Text section »

[Begin]

If there are no second acts in American lives, then John P. Marquand’s straying bankers and layabout lawyers certainly pine for a turning point.
Marquand, who won the 1938 Pulitzer Prize for his satirical masterpiece, The Late George Apley, has remained a remarkably overlooked author despite his midcentury accolades. Martha Spaulding, Terry Teachout, and Jonathan Yardley have all made valiant critical efforts to restore Marquand’s reputation, but, today, many of his novels remain out of print. This dropoff is astonishing, considering that Marquand once graced the covers of Time and Newsweek. But the Harvard-educated author’s razor-sharp examinations of upward mobility and class trappings also appealed to a mass audience, not unlike the weekly wistfulness of Dunder Mifflin workers depicted in the television comedy The Office. His rudderless protagonists are overly concerned with how they appear to others. They pine for the next rung on the corporate ladder, even as eidetic recall from the past freezes their possibilities in the present.
Marquand cut his teeth writing slick stories for The Saturday Evening Post, not unlike the early potboilers written by his satirical contemporary Sinclair Lewis. He found additional commercial success with a Charlie Chan knockoff named Mr. Moto, whose adventures were serialized in the Post before being published as books. And while this generated money, Marquand soon revolted against his agent’s hopes for steady lucre with an epistolary novel featuring a belated Boston aristocrat named George Apley, whose letters were organized by a fictitious biographer (and family friend) to reveal “the spirit of the man and his influence on the life around him.” While the novel found some Post supporters, more than a few editors felt it necessary to stick with the foundation. Unlike Marquand’s previous novels, only four excerpts from Apley were published. But to everyone’s surprise, including the author himself, Apley was a critical and commercial hit.

[End]

Stated problem 1 » According to the text about John P. Marquand, what novel won him the 1938 Pulitzer Prize?

Dataset records »
[Begin]

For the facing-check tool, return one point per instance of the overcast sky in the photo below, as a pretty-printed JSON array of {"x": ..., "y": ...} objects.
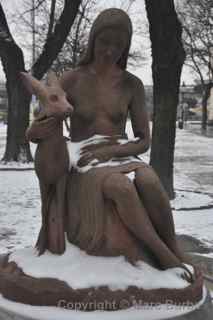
[{"x": 137, "y": 13}]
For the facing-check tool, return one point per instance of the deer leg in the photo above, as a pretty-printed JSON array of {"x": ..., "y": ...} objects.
[
  {"x": 46, "y": 196},
  {"x": 56, "y": 235}
]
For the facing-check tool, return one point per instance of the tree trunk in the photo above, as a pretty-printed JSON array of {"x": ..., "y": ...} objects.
[
  {"x": 168, "y": 58},
  {"x": 206, "y": 93},
  {"x": 17, "y": 148}
]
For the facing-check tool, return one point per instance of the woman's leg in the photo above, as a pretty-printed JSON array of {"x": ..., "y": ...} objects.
[
  {"x": 157, "y": 204},
  {"x": 118, "y": 188}
]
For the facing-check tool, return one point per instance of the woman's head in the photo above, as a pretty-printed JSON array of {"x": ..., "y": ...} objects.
[{"x": 110, "y": 36}]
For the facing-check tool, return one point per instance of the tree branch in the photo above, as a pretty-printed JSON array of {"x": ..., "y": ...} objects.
[{"x": 55, "y": 42}]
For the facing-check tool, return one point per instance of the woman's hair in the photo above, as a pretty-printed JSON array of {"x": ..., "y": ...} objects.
[{"x": 110, "y": 18}]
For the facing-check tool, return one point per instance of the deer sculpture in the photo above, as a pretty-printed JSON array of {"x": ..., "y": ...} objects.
[{"x": 51, "y": 159}]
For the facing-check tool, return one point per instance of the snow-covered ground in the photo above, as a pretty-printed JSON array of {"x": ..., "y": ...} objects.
[{"x": 20, "y": 199}]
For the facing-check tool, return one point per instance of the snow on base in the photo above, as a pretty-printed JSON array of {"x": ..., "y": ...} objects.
[
  {"x": 13, "y": 165},
  {"x": 80, "y": 270},
  {"x": 187, "y": 199},
  {"x": 137, "y": 312}
]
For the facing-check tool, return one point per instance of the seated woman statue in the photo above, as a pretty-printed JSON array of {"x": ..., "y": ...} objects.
[{"x": 109, "y": 211}]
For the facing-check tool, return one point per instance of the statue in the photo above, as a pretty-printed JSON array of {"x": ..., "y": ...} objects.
[
  {"x": 95, "y": 190},
  {"x": 102, "y": 93}
]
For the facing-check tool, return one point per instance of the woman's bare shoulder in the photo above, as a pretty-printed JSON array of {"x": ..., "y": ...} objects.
[{"x": 68, "y": 77}]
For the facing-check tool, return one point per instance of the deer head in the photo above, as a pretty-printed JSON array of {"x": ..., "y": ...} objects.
[{"x": 52, "y": 97}]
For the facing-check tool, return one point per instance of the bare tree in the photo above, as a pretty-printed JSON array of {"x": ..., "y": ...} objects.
[
  {"x": 17, "y": 149},
  {"x": 77, "y": 39},
  {"x": 168, "y": 58},
  {"x": 197, "y": 20}
]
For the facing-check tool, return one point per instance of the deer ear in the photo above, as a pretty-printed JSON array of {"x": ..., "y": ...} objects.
[
  {"x": 52, "y": 79},
  {"x": 32, "y": 85}
]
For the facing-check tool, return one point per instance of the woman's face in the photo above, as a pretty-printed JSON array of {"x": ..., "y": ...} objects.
[{"x": 110, "y": 45}]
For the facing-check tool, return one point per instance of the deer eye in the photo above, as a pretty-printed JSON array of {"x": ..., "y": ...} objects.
[{"x": 54, "y": 98}]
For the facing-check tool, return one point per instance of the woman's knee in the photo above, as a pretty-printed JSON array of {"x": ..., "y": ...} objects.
[
  {"x": 146, "y": 178},
  {"x": 117, "y": 184}
]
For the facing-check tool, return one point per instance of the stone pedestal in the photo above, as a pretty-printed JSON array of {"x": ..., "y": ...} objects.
[{"x": 205, "y": 312}]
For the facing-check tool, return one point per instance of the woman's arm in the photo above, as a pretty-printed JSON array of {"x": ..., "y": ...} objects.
[{"x": 140, "y": 125}]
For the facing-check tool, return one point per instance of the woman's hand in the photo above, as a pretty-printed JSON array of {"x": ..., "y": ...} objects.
[{"x": 102, "y": 155}]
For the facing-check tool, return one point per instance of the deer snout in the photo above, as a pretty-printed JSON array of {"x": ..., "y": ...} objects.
[{"x": 68, "y": 111}]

[End]

Stated problem 2 » Rescale the records starting at the line that contains "the woman's knee" and continuing through the end of the records. Output only those lines, requests included, with each x and y coordinate in the answers multiplied by 1.65 and rounded to a whole number, halves rounded up.

Written reply 1 » The Late George Apley

Written reply 2 »
For the facing-check tool, return one point per instance of the woman's knee in the photo above, as a pretty-printed JSON array of {"x": ..., "y": ...} objects.
[
  {"x": 241, "y": 294},
  {"x": 193, "y": 304}
]
For the facing-check tool, return one point per instance of the stone pedestal in the photo above, as a pretty-printed JSON array of {"x": ..., "y": ...} objects.
[{"x": 338, "y": 515}]
For the facing-check tool, return one point per instance of the woman's arm in the photo above, as a pretty-printed JSON array of {"x": ..., "y": ...} objects.
[{"x": 231, "y": 206}]
For the facing-check tool, return one point per instance of the woman's hand in the photo above, as a pretty-printed JSON array of {"x": ..., "y": ...} objects.
[{"x": 168, "y": 256}]
For the facing-check tool, return one point per instance of the deer snout in the photo above, as a pretty-printed JSON array of {"x": ..., "y": ...} objects.
[{"x": 112, "y": 183}]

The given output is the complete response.